» EXTRAIT:
******

Les exportations des déchets plastiques des pays européens sont passées de 1 583 Mkg en 2020 à 1 135 Mkg en 2021 (2 500 Mkg en 2017) et celles à destination des pays hors OCDE ont baissé de 45 % entre 2020 (887 Mkg) et 2021 (486 Mkg). Les interdictions asiatiques ont donc impliqué une baisse des exportations dans les pays hors de l’OCDE et une baisse des exportations en général. À l’exception des cargaisons envoyées vers le Vietnam, qui ont augmenté, les exportations de déchets de l’UE vers les pays de l’Asie du Sud-Est ont diminué en 2021, tout comme celles vers la Turquie, devenue la destination principale des déchets plastiques exportés par les pays de l’UE. De manière générale, le total des exportations de déchets plastiques a diminué chaque année entre 2017 et 2021 depuis les grands pays exportateurs (passant de 6,75 Mt à 3,75 Mt). Les principaux exportateurs de déchets vers des pays hors OCDE en 2021 sont le Japon, les États-Unis, les Pays-Bas, l’Allemagne, l’Australie, la Belgique et le Royaume-Uni et les principaux importateurs étaient la Turquie, la Malaisie, le Vietnam, l’Indonésie, l’Inde et la Thaïlande. L’Inde a fait passer « l’interdiction » des importations de déchets plastiques décidées en 2019 en importations « restreintes » en 2022. En conséquence de cette fermeture des frontières asiatiques, les exportations des États-Unis vers le continent latino-américain (Equateur, Mexique, Salvador, Guatemala et Honduras) ont presque doublé entre 2019 et 2021.

******

» DONNÉES FOURNIES:
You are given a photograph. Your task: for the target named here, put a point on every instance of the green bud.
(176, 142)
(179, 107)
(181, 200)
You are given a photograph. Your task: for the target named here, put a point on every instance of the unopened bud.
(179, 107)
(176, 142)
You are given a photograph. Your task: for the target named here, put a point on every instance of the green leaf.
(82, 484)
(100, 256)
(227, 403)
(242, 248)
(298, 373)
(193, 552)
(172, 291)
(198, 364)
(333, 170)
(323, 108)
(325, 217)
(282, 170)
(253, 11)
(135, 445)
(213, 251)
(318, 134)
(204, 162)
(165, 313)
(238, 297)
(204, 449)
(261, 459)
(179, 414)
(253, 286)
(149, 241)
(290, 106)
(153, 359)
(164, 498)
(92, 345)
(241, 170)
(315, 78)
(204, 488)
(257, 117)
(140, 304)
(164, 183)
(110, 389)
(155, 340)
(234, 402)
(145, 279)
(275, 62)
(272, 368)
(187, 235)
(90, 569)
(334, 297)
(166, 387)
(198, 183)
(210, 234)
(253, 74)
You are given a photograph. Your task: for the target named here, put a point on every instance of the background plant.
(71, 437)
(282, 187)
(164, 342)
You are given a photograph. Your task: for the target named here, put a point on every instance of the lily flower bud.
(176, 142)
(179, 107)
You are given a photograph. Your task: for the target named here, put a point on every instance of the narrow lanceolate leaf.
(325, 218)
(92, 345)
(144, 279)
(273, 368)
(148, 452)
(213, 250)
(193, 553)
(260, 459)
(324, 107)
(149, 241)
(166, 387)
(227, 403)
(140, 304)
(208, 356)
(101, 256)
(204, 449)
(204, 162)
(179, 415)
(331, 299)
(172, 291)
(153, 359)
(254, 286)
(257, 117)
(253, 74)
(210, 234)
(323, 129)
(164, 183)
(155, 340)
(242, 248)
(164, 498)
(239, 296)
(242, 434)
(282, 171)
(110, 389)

******

» CONSIGNES DE TRAVAIL:
(a) Répondez à ces questions sur l'extrait consacré aux exportations de déchets plastiques :
(i) Quel pays est devenu la destination principale des déchets plastiques exportés par les pays de l'UE ?
(ii) De quel pourcentage les exportations européennes à destination des pays hors OCDE ont-elles baissé entre 2020 et 2021 ?
(iii) En quelle année l'Inde a-t-elle transformé son interdiction des importations de déchets plastiques en importations « restreintes » ?
(b) Poursuivez l'extrait sur les exportations de déchets plastiques à partir de sa dernière phrase.

» RÉPONSES PAR CONSIGNE:
(a)
(i) La Turquie.
(ii) De 45 %.
(iii) En 2022.

(b)
Les exportations de l’Europe et de l’Amérique du Nord vers l’Afrique augmentent, suivant les flux de commerce qui existaient déjà pour les déchets d’équipements électriques et électroniques (DEEE). Malgré la chute drastique de l’importation des déchets plastiques en Chine, la demande de particules de plastique recyclé augmente à mesure que les grandes chaînes mondiales multiplient les engagements pour diminuer l’utilisation de plastiques primaires. Avec le durcissement des règles internationales d’échanges, les interdictions d’importations asiatiques et l’activité lucrative que représente ce marché (qui devrait atteindre 50,36 Md$US en 2022), les activités illégales augmentent.

En parallèle, les initiatives de recyclage et d’économie circulaire n’ont plus d’autres choix que de se développer dans les pays producteurs de déchets.

Face à un recyclage défaillant et des transferts illégaux, la circularité mise sur la réutilisation des déchets plastiques

Reconnus comme des déchets dangereux, les plastiques alimentent trafics illégaux Les activités illégales concernant les déchets concernent différentes activités : le transport des déchets sur les marchés noirs, la contamination, les fausses déclarations sur les déchets dangereux ou en déclarant des déchets comme des produits réutilisables. Dans ce dernier cas, les produits ne sont alors plus soumis aux régulations internationales sur les échanges de déchets et peuvent être échangés avec les pays en développement. Si ces derniers dépendent des produits réutilisables comme certains déchets électroniques ou des voitures, la majorité d’entre eux ne sont pas fonctionnels et peuvent aussi cacher d’autres types de déchets.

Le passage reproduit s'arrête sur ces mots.